A run of records
__________
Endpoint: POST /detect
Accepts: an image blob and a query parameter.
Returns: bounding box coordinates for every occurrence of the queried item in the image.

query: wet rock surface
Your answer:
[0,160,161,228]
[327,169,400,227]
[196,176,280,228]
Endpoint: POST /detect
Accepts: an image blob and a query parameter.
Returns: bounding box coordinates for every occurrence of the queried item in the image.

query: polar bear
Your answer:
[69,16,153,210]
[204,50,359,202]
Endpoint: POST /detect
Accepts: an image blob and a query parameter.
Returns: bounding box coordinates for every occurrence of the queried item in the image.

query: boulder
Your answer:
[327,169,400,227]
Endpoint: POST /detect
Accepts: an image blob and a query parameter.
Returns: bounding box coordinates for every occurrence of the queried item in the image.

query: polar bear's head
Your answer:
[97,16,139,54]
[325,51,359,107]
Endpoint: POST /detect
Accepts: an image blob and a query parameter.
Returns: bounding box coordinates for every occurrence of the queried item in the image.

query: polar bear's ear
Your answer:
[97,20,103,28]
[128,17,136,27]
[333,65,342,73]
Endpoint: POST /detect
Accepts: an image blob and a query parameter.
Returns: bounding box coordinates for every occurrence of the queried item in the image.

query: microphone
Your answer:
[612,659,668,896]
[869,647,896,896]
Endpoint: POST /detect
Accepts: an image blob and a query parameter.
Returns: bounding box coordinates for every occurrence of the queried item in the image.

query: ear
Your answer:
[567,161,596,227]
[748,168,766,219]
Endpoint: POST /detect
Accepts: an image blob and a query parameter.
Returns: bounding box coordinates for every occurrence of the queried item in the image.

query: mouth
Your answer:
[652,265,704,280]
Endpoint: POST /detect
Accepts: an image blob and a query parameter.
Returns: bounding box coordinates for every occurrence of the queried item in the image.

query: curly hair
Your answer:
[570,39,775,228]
__________
Problem details →
Can you update the listing starting at its beginning and ending at the line that contains "[333,65,342,73]", writing those lines out again with "occurrence" changed to "instance" and nothing else altered?

Written response →
Endpoint: POST /detect
Accepts: an image blob and a query parameter.
Returns: bounding box coordinates for every instance of the queried item in the image.

query: wet rock surface
Your answer:
[0,160,161,228]
[327,169,400,227]
[196,176,280,228]
Endpoint: POST /detect
Accepts: an image blob and a query parameter.
Returns: bounding box coordinates for every instance of the queried item in the image.

query: polar bear
Your answer:
[69,16,153,210]
[204,50,359,202]
Endpoint: POST /detect
Accepts: an image blob and a query parameter.
Returns: bounding box coordinates for every instance of the queried item in the image.

query: boulder
Your answer:
[327,169,400,227]
Endpoint: POST /detect
Accepts: an image blob and a query parameter.
Returns: bounding box coordinates for every instance of the queried item in the image.

query: polar bear's head
Your answer:
[97,16,139,54]
[325,51,359,107]
Endpoint: POST /detect
Accepts: an image blob and a query parameter.
Returns: bounding box coordinates for every instance of the queried item in the image.

query: polar bear's ear
Your answer:
[97,20,103,28]
[128,17,136,27]
[333,65,342,73]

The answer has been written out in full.